STORED DATA Start Marker

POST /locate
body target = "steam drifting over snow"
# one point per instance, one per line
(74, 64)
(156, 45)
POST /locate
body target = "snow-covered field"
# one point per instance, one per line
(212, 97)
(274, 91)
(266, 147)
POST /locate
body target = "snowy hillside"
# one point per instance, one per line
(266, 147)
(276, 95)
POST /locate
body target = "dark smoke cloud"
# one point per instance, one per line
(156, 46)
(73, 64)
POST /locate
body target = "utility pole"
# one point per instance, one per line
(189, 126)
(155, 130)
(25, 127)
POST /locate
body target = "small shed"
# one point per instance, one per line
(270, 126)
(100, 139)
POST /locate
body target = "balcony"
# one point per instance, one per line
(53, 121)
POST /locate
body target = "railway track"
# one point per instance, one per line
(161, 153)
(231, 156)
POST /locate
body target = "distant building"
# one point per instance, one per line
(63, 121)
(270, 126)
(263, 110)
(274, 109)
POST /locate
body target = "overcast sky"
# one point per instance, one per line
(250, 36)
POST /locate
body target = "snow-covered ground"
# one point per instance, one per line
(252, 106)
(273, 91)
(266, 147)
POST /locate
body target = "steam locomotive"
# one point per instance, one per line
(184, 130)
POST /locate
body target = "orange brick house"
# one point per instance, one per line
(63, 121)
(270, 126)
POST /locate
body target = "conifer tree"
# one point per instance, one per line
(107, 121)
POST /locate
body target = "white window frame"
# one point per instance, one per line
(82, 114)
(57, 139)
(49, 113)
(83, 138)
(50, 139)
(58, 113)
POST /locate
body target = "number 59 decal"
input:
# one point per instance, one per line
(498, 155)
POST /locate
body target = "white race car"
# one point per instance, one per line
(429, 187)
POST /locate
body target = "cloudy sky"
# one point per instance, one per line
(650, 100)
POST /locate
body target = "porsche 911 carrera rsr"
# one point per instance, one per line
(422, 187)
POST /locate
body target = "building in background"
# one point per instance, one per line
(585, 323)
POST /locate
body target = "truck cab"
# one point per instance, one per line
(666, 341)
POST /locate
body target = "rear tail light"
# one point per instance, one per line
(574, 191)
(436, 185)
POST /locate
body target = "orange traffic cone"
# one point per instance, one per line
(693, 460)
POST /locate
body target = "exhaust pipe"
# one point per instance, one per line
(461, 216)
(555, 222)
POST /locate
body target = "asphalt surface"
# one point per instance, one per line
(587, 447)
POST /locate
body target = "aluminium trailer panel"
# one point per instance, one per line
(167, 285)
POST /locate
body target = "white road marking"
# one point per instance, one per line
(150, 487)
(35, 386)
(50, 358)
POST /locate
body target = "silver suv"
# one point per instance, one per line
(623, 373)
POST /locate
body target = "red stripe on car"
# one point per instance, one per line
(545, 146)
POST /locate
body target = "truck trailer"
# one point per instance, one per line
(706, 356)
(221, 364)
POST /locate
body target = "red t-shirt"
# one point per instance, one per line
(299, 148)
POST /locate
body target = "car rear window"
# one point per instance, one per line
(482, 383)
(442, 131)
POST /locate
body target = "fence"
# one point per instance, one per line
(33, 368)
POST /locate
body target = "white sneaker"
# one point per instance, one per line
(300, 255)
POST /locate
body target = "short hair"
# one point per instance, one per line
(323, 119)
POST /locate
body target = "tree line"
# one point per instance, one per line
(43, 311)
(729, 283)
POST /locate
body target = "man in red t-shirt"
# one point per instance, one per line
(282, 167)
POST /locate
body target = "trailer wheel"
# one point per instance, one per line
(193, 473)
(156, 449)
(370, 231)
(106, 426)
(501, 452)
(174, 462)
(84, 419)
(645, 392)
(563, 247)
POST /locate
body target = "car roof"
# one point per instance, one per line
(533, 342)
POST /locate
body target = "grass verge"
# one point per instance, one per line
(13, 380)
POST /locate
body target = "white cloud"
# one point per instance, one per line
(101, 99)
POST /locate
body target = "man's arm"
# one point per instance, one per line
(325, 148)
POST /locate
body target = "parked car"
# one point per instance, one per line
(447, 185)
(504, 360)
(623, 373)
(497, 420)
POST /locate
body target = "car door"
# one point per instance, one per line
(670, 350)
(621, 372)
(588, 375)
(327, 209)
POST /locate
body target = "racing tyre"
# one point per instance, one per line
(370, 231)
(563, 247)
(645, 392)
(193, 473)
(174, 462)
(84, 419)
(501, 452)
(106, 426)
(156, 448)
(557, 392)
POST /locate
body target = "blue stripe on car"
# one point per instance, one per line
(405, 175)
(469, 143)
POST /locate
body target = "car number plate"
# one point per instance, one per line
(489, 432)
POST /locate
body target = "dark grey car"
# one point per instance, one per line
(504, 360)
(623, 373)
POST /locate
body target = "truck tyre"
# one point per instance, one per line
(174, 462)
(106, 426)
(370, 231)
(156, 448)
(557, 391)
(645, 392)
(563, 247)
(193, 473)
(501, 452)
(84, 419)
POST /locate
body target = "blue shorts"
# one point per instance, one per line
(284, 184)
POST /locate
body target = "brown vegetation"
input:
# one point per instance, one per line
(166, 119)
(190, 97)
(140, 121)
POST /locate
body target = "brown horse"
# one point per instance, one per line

STORED DATA End Marker

- WHAT YOU HAVE TO DO -
All that is needed is a number: how many lines in the data above contain the string "covered".

- SOLUTION TO THE PROBLEM -
2